> _Your tasks_:
(a) Repeat the part of the watercress passage between "You don’t have" and "watercress year round.", inclusive.
(b) Decide whether each statement below agrees with the watercress passage, answering yes or no and quoting the words that decide it: (i) B&W offers wild red watercress all year; (ii) red watercress has the same high levels of vitamins and antioxidants as green watercress; (iii) watercress can be made into tea.

> _Passage to read_:
Watercress is an aquatic plant best known for its vivid green color and unique flavor. However, a newly cultivated variety of red watercress has quickly established a strong following due to its stunning color and bold peppery taste.
This new variety of watercress with natural purplish-red hues is shaking things up and is an instant hit with chefs around the country. With the same high levels of vitamins and antioxidants as green watercress, it’s also one of Mother Nature’s most nutrient-dense foods. Exclusive to B&W, wild red watercress is available from November through April.
You don’t have to limit yourself to just eating watercress, you can drink it too. Watercress makes a delicious tea.
My challenge for you this month is to eat a “bunch” of watercress at least once a week. It’s most delicious when it’s fresh. You can’t get any fresher than when you grow it yourself. Even in Michigan, all it takes is a window garden kits and watercress seeds to enjoy fresh watercress year round.

> _Given entries_:
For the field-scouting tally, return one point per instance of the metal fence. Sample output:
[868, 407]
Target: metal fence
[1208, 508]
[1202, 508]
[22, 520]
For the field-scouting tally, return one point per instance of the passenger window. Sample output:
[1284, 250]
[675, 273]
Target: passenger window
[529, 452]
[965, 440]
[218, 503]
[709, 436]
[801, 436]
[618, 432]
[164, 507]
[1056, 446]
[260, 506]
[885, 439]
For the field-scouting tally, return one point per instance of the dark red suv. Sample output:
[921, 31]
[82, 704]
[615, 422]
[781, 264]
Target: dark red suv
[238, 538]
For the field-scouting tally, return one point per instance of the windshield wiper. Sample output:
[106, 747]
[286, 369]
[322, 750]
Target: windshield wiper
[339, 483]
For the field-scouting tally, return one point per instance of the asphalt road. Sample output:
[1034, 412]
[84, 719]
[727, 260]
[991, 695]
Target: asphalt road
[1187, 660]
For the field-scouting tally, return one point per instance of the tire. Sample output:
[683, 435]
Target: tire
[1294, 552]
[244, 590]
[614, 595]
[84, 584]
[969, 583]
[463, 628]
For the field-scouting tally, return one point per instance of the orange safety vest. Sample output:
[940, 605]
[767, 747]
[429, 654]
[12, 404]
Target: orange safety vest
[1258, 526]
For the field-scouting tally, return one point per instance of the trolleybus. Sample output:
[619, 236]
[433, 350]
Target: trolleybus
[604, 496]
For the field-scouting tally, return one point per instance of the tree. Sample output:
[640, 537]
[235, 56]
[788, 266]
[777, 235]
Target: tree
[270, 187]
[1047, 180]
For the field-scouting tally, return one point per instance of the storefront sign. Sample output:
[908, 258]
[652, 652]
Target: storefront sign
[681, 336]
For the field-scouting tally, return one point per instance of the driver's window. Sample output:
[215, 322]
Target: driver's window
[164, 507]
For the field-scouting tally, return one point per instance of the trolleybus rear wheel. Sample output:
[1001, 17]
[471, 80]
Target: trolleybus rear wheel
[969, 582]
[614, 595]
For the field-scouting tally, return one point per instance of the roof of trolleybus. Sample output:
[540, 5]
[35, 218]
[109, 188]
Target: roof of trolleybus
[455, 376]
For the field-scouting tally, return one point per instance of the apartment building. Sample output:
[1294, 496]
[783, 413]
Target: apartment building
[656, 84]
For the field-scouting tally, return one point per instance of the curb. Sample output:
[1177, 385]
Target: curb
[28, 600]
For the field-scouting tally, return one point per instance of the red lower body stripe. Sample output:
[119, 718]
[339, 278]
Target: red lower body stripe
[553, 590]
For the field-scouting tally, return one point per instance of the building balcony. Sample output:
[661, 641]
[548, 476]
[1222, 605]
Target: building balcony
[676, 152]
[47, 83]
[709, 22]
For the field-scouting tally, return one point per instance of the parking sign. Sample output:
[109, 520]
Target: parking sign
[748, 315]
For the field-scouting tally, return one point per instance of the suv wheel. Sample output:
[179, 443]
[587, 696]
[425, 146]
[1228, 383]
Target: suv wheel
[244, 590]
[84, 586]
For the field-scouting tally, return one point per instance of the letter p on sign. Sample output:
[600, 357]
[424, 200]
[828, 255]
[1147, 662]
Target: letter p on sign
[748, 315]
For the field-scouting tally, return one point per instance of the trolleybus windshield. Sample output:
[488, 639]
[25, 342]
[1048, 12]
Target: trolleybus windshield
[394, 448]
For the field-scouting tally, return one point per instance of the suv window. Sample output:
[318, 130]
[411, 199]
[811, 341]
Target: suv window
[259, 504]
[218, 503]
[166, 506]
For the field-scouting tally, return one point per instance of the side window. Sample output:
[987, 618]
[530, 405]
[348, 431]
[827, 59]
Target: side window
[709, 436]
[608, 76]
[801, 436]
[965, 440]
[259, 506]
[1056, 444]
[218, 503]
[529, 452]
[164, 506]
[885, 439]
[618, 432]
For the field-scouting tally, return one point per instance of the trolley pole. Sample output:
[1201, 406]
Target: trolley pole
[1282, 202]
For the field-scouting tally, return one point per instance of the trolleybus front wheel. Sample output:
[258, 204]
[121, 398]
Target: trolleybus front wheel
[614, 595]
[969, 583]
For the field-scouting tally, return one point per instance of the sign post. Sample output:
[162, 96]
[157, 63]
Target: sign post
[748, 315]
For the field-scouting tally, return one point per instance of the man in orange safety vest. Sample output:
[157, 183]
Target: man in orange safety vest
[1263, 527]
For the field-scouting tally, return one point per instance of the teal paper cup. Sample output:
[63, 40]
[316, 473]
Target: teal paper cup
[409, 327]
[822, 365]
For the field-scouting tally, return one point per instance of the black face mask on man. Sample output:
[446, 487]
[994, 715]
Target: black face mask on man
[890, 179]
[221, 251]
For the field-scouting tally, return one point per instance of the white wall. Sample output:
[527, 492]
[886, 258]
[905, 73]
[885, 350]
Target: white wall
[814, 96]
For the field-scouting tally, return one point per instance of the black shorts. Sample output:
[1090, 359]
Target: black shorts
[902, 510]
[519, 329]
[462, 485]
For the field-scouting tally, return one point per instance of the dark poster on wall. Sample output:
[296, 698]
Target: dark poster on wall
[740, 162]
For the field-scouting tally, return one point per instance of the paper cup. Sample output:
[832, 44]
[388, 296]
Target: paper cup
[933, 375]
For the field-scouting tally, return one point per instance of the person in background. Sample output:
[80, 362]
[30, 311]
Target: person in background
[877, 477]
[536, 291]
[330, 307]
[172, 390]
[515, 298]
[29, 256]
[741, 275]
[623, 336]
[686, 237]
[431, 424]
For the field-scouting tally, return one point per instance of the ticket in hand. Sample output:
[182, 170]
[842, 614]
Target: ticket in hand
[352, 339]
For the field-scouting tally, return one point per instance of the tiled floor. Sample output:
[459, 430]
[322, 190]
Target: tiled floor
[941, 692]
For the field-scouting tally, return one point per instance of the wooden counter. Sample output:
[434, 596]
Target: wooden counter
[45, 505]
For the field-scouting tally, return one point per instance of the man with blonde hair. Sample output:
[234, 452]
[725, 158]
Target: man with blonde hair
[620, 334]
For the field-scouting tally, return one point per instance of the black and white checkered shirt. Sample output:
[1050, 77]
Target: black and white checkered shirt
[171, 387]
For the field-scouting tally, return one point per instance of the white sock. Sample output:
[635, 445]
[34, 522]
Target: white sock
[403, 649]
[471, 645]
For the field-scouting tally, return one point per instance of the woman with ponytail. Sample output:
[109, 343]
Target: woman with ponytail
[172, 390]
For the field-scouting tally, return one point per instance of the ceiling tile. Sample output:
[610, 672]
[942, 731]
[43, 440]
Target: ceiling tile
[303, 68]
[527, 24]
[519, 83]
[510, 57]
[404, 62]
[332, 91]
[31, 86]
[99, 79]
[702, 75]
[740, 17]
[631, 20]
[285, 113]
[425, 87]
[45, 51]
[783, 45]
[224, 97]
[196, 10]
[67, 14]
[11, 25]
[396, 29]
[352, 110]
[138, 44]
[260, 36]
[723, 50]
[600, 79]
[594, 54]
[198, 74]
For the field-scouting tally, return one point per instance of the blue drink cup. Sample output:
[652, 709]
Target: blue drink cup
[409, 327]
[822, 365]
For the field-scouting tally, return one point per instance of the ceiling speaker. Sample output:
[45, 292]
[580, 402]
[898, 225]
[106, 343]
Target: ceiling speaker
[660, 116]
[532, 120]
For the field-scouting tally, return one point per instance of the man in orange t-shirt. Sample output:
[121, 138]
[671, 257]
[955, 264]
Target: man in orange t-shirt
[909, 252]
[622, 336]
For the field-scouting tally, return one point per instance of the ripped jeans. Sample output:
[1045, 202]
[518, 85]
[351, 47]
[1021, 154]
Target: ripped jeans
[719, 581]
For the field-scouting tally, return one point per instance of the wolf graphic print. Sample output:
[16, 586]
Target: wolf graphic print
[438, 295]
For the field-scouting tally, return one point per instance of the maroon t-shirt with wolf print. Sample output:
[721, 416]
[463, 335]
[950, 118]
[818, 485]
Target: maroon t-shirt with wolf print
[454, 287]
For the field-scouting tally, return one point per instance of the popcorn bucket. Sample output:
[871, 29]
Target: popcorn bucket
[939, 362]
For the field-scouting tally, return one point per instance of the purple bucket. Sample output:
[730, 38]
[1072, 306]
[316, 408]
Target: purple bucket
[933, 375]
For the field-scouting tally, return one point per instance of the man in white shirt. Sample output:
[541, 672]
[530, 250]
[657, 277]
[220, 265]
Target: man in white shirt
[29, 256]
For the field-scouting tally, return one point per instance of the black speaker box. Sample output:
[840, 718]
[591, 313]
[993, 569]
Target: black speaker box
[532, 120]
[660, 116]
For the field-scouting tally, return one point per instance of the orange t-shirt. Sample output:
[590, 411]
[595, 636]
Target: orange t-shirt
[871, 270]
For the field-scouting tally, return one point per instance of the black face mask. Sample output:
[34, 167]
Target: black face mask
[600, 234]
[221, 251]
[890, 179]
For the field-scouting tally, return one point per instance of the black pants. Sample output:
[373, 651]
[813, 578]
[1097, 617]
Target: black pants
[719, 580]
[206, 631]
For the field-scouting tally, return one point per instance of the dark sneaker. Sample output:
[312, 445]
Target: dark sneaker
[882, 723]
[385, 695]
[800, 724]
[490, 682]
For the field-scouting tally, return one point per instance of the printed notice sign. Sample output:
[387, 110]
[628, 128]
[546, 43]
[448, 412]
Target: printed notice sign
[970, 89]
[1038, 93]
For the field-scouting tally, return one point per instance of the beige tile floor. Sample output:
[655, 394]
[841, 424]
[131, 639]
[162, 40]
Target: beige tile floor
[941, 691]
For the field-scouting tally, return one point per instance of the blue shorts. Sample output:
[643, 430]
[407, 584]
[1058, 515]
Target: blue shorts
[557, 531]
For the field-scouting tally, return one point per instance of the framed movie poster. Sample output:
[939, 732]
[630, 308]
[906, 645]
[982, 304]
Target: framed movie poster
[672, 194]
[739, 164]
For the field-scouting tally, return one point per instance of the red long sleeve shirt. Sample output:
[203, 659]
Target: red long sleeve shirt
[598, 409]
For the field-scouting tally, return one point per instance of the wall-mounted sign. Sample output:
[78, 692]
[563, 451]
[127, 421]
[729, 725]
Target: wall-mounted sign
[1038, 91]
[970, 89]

> _Task answers_:
(a)
You don’t have to limit yourself to just eating watercress, you can drink it too. Watercress makes a delicious tea.
My challenge for you this month is to eat a “bunch” of watercress at least once a week. It’s most delicious when it’s fresh. You can’t get any fresher than when you grow it yourself. Even in Michigan, all it takes is a window garden kits and watercress seeds to enjoy fresh watercress year round.

(b)
(i) No: "Exclusive to B&W, wild red watercress is available from November through April."
(ii) Yes: "With the same high levels of vitamins and antioxidants as green watercress"
(iii) Yes: "Watercress makes a delicious tea."